▸ Text passage

######

Sitemap

Your face is in there

10 min readMar 29, 2025

Tackling bias in AI

This is an edited transcript of an interview with researchers Neeti Sivakumar and Anya Zhukova about their work investigating biased AI models and datasets. You can read a condensed version here.

Image from the Coco dataset: cocodataset.org

Q: Are you both current students?

NS:

I’m not, I graduated last year from ITP, and I’m currently a research resident there.

AZ:

I’m a current student in IMA Shanghai.

What got you interested in this particular project?

NS:

I think we both started in different places, then came together. I was really interested in A People’s Guide to AI, that talks about AI and machine learning and algorithms in ways that are easy to understand. I know Anya was working on it before we both took a class together on ml5.js.

AZ:

Yeah, I took this class called Machine Learning for Artists and Designers, here in Shanghai, about a year and half ago. We used ml5 in class, and my final project was on bias. I used Stable Diffusion with different prompting techniques to show how outcomes can be biased. I used image-to-image generation, and if I prompted it to generate “a strong person”, even if the input image was a black woman for example, it still output a white man, five out of six times.

The next semester I spent in New York, and met Neeti, and we started working on this.

I heard about this from Ellen Nickles. Do you know her?

NS:

Yes, I took a class with her, and was inspired by the initial work she had done. I was working on another project on experimental design methods, and we were working with large language models, trying to develop a way of inputting assumptions and generating questions. A large number of service workers are immigrants, especially South Asians. Using the models generated a very odd set of questions.

######

▸ Record extracts
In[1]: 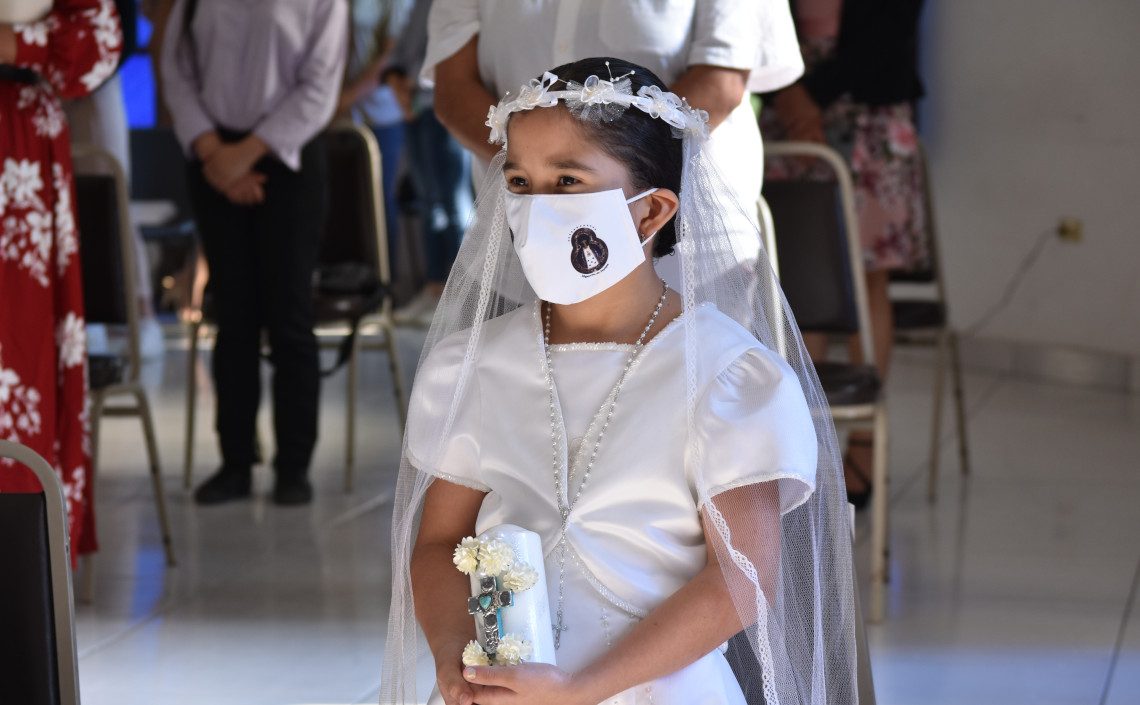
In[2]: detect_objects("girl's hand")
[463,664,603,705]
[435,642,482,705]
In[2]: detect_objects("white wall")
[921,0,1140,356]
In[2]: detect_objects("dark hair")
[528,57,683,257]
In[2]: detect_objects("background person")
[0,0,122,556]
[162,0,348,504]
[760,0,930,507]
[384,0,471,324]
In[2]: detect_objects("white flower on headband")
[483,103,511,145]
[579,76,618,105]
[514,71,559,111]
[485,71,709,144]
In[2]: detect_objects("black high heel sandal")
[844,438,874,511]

######

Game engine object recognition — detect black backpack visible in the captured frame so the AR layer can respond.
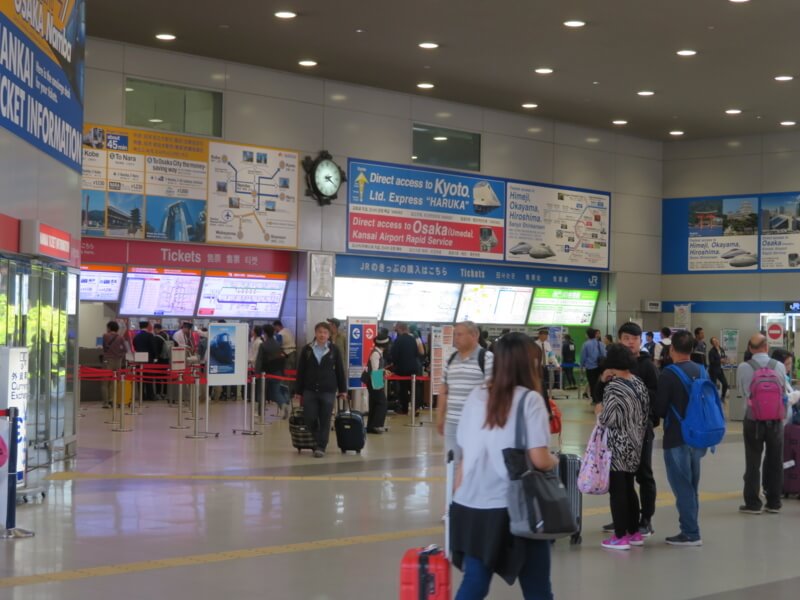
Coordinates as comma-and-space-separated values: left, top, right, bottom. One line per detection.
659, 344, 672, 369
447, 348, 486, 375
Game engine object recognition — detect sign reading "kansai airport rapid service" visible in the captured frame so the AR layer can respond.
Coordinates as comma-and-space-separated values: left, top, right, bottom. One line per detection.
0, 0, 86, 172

######

▸ Written tasks
• A. Answer these about the interview:
(i) Which program did Neeti Sivakumar graduate from last year?
(ii) What did Anya Zhukova use with different prompting techniques in her final project on bias?
(iii) How many times out of six did the prompt "a strong person" still produce a white man?
• B. Quote the stretch of the interview from "I think we both" through "together on ml5.js.".
The entries have no connection to the interview.

▸ Responses per task
• A.
(i) ITP
(ii) Stable Diffusion
(iii) Five

• B.
I think we both started in different places, then came together. I was really interested in A People’s Guide to AI, that talks about AI and machine learning and algorithms in ways that are easy to understand. I know Anya was working on it before we both took a class together on ml5.js.